--- Start of MATERIAL PROVIDED ---
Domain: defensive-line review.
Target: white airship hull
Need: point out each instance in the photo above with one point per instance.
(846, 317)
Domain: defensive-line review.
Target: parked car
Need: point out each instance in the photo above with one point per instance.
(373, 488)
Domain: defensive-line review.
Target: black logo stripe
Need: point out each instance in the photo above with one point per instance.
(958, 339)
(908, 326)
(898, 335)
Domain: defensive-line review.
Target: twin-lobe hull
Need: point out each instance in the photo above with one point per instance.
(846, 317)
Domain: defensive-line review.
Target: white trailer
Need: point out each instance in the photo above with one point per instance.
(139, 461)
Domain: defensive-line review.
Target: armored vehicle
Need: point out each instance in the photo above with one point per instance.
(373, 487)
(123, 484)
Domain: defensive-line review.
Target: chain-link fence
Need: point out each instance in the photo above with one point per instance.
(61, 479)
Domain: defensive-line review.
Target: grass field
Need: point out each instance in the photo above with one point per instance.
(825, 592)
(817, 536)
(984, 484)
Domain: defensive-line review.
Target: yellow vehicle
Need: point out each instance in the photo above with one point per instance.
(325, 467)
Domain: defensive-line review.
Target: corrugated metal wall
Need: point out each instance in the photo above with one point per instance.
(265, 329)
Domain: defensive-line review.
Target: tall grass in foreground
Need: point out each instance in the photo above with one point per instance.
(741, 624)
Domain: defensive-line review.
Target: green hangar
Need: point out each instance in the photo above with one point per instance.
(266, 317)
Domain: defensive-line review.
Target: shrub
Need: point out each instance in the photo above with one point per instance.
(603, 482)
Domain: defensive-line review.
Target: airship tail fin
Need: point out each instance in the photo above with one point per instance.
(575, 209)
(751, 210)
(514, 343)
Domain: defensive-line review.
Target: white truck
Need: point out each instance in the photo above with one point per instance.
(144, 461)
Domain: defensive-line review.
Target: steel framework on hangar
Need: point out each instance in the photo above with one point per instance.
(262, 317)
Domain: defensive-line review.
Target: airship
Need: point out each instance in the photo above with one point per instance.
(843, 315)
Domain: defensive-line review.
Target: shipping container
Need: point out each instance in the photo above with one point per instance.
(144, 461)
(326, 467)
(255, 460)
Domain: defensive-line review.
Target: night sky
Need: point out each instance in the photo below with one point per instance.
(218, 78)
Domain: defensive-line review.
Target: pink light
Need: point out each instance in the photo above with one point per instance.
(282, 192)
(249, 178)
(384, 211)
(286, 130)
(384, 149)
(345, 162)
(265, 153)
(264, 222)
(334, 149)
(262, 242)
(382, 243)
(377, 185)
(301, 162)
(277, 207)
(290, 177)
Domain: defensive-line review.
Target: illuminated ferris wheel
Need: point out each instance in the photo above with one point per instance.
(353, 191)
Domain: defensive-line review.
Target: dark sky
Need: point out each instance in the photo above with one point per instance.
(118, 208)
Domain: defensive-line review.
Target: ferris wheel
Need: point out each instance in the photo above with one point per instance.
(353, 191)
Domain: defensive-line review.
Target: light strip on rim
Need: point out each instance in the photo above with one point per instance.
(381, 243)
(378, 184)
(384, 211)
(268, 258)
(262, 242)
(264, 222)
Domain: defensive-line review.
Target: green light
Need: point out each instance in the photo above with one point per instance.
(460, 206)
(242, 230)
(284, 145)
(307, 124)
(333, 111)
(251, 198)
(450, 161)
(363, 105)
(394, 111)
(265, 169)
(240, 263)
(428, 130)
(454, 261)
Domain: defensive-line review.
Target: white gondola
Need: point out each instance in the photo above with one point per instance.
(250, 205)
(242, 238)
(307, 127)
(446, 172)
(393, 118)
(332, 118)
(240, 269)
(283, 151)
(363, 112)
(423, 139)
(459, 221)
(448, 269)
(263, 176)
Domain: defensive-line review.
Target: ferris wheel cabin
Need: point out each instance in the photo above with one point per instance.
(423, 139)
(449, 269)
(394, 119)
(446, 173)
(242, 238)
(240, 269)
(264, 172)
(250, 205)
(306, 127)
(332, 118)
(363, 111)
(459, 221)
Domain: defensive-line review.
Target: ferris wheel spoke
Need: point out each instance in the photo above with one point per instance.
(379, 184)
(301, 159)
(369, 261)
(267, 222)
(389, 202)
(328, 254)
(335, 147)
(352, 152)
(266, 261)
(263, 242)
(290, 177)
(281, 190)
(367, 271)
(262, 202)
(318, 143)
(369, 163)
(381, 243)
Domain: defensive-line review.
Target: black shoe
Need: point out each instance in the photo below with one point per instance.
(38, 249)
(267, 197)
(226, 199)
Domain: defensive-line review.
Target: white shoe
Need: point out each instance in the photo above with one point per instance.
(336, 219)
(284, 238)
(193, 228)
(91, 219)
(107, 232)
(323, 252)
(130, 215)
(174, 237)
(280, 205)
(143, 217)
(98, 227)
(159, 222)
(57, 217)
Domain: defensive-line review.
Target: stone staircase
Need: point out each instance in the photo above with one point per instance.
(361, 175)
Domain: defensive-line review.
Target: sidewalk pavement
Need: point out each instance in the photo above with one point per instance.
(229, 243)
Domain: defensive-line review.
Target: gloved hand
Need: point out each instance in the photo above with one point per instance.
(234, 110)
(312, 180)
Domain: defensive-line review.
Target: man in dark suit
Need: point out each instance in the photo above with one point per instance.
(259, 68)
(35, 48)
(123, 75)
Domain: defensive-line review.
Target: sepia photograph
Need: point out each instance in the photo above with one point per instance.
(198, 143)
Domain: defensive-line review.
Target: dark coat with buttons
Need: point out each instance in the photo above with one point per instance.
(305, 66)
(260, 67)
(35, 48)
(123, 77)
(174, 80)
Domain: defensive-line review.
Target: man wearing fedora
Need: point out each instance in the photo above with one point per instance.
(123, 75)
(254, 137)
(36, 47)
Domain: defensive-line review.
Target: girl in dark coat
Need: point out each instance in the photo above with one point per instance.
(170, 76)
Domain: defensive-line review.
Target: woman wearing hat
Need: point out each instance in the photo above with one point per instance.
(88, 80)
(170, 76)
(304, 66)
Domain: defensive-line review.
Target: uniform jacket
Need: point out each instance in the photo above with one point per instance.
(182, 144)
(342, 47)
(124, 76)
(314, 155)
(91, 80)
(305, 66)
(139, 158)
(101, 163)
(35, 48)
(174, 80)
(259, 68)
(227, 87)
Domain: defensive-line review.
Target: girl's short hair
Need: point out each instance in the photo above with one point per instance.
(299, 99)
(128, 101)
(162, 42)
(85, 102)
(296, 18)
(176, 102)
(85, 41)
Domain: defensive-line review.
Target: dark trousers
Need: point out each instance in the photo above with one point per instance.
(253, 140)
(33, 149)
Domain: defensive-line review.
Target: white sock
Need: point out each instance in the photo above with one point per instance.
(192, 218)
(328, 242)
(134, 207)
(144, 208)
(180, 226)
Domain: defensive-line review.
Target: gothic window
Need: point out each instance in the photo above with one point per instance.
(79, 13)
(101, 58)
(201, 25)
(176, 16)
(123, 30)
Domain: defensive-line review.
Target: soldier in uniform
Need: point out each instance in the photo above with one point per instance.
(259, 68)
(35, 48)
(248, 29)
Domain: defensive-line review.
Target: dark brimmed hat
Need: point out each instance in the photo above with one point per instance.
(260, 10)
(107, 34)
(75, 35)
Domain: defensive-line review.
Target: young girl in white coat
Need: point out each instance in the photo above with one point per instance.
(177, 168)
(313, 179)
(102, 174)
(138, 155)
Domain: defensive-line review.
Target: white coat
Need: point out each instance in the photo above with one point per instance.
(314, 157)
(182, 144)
--- End of MATERIAL PROVIDED ---
Return every line from the records that contains the word "vehicle". Case counts, so a line with different capitals doesn't match.

FULL ANSWER ::
Target: armored vehicle
Target: yellow vehicle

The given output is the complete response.